*** Records for the task ***

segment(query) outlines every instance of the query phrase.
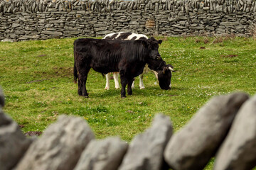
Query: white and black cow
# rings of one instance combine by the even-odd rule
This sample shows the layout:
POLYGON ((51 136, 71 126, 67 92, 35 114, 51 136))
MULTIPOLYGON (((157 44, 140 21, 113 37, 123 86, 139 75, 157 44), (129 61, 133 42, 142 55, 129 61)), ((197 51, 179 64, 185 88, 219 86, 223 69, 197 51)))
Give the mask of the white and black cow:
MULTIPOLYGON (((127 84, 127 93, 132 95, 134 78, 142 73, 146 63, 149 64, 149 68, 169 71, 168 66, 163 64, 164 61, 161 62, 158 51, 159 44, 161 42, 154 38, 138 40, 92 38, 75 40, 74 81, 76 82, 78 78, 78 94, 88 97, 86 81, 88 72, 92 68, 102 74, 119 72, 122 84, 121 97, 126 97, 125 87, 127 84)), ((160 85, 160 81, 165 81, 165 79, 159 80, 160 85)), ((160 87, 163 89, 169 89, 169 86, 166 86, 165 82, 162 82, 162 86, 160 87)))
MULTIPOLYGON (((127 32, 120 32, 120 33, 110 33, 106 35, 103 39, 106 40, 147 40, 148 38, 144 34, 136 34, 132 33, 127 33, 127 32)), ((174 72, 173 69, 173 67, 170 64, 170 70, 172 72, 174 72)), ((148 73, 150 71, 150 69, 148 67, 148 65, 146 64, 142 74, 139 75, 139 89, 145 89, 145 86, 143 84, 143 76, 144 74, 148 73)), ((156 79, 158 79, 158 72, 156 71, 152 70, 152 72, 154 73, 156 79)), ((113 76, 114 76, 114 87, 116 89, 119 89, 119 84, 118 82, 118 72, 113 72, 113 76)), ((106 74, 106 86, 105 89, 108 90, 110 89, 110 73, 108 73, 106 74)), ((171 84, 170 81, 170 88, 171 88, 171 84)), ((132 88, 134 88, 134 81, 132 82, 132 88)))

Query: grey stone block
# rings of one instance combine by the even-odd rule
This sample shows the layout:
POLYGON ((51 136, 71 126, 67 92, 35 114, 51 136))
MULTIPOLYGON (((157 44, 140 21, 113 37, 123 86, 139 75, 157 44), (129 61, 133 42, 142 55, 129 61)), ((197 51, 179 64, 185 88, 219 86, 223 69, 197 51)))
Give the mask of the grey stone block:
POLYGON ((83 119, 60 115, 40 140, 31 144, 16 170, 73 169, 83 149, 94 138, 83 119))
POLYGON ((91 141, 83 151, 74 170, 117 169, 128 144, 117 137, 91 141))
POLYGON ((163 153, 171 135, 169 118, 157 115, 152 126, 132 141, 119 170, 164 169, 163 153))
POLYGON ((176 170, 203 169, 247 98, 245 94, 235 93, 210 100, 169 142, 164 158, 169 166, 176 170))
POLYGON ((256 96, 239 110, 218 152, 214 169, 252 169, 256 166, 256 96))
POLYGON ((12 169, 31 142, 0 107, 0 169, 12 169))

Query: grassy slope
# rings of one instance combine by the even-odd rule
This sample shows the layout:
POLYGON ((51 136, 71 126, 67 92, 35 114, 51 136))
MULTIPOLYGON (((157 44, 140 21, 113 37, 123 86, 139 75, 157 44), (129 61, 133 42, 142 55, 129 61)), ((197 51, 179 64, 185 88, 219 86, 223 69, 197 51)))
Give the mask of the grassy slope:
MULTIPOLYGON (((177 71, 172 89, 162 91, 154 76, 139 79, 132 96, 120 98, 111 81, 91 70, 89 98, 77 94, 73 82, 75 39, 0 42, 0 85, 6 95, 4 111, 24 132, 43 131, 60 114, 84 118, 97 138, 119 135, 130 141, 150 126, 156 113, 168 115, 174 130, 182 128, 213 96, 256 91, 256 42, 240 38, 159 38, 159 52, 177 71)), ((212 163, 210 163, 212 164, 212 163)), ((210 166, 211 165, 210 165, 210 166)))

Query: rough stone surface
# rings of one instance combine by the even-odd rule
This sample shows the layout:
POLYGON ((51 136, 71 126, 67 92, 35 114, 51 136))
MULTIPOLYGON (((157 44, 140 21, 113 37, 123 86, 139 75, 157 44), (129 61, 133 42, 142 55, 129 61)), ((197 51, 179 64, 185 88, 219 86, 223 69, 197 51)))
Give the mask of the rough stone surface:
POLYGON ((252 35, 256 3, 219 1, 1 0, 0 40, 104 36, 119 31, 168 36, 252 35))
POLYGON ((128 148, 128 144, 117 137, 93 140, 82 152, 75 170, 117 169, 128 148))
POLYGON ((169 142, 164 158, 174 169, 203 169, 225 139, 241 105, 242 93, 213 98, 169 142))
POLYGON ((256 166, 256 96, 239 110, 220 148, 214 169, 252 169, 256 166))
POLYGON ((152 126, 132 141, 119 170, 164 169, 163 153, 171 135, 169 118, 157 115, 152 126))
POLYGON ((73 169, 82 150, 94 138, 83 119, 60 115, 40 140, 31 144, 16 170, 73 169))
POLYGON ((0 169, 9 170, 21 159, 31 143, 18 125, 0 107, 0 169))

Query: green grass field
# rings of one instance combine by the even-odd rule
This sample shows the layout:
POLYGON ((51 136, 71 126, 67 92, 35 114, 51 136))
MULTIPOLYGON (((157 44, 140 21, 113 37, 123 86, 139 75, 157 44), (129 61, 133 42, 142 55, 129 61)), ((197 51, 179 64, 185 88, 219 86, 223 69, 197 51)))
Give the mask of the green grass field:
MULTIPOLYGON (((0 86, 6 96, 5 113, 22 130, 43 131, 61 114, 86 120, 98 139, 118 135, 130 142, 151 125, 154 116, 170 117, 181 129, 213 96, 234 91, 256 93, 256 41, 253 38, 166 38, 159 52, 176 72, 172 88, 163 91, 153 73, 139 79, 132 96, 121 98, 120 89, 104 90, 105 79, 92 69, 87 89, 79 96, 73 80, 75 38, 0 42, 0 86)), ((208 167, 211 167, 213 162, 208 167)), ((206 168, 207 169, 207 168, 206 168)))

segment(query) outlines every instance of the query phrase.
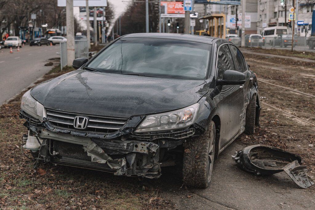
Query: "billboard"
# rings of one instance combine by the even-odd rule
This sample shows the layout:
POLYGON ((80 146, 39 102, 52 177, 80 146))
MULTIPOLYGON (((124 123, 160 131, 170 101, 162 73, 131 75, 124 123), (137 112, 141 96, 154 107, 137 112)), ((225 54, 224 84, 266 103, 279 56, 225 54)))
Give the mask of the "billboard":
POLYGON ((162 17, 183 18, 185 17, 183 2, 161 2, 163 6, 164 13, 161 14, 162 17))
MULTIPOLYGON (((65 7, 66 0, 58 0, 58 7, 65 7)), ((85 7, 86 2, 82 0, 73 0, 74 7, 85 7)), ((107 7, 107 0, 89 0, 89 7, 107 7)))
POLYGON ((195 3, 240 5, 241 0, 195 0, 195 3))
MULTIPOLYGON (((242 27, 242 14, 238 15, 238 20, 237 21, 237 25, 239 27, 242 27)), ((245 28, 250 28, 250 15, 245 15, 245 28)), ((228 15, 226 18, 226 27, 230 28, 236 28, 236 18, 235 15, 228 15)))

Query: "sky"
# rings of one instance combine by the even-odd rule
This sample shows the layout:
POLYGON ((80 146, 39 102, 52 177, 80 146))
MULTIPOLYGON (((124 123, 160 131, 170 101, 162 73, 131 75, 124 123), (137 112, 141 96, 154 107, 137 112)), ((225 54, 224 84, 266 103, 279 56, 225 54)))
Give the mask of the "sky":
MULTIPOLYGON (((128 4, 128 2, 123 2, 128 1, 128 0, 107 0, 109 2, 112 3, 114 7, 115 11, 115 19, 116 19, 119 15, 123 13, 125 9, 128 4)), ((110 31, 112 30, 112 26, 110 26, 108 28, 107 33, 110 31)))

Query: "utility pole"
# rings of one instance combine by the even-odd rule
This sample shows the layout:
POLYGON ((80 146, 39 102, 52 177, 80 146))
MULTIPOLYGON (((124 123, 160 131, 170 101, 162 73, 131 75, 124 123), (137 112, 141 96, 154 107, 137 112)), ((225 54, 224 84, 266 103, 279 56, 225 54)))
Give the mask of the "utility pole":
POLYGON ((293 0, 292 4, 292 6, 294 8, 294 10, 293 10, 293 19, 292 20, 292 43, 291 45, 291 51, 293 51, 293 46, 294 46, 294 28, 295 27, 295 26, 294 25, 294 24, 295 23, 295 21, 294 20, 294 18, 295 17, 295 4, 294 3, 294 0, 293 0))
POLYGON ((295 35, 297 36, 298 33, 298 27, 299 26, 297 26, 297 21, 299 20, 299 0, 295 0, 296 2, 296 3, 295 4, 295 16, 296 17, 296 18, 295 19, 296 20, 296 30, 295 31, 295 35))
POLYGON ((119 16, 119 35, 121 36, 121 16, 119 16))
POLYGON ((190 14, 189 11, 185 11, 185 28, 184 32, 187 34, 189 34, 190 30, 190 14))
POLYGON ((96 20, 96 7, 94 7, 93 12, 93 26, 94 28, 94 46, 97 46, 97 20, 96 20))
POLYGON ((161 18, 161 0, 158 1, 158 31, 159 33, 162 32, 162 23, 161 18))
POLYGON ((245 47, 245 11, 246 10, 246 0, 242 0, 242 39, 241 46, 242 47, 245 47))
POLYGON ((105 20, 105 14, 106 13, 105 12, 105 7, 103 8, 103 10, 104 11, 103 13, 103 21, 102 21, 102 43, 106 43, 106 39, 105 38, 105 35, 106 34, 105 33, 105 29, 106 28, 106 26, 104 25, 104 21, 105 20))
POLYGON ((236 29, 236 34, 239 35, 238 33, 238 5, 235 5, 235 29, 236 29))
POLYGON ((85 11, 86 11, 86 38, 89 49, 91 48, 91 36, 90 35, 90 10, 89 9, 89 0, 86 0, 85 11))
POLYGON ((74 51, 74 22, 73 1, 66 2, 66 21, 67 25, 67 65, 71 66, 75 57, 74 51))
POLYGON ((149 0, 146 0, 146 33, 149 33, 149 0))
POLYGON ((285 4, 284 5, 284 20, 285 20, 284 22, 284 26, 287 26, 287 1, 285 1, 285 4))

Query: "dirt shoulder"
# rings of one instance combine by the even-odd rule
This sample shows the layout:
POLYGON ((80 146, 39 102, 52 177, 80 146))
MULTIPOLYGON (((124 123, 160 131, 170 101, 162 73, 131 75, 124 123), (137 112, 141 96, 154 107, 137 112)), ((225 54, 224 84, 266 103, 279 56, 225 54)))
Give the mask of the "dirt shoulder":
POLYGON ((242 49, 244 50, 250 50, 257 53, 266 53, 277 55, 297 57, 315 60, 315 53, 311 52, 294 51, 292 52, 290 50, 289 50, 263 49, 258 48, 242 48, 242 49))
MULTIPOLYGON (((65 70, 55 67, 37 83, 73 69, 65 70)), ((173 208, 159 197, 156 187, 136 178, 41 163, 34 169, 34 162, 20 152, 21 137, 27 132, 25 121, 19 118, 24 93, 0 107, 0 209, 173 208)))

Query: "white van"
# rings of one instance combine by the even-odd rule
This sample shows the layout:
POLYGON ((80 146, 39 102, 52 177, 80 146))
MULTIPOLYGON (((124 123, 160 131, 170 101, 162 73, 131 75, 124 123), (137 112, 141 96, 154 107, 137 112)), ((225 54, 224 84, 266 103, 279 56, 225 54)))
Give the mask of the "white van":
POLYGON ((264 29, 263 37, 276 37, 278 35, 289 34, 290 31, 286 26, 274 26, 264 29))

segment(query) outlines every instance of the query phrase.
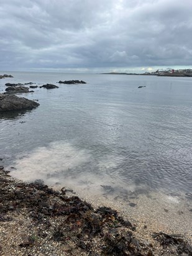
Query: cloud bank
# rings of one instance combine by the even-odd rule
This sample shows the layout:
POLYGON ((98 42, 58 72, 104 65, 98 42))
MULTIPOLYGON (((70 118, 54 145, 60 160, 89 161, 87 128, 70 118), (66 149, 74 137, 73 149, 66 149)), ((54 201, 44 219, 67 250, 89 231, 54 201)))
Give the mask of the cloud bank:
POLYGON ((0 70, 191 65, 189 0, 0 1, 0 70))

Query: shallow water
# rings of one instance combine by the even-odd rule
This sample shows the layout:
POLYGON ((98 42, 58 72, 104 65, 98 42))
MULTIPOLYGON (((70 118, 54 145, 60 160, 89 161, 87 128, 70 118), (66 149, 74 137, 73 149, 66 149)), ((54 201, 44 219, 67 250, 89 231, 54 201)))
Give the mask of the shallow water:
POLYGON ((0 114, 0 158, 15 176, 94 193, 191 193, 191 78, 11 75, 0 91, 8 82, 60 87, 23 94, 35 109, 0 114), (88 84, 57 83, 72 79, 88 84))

***

▶ **Problem requirements**
Take the line holding "Query: shallow water" and all lines after it through the end of the data, and set them down exactly.

▶ **Final result**
Query: shallow water
# rings of one instance combine by the even-odd rule
This sample shows the layout:
POLYGON ((98 42, 58 72, 104 65, 98 42))
MULTIPOLYGON (((70 118, 54 145, 60 160, 89 161, 87 128, 70 118), (66 149, 74 137, 73 149, 66 149)), ((54 201, 44 219, 67 250, 89 231, 54 201)))
Give the mask of the shallow water:
POLYGON ((0 114, 0 158, 15 176, 94 193, 191 193, 191 78, 11 75, 0 91, 8 82, 60 87, 23 94, 35 109, 0 114), (88 84, 57 83, 72 79, 88 84))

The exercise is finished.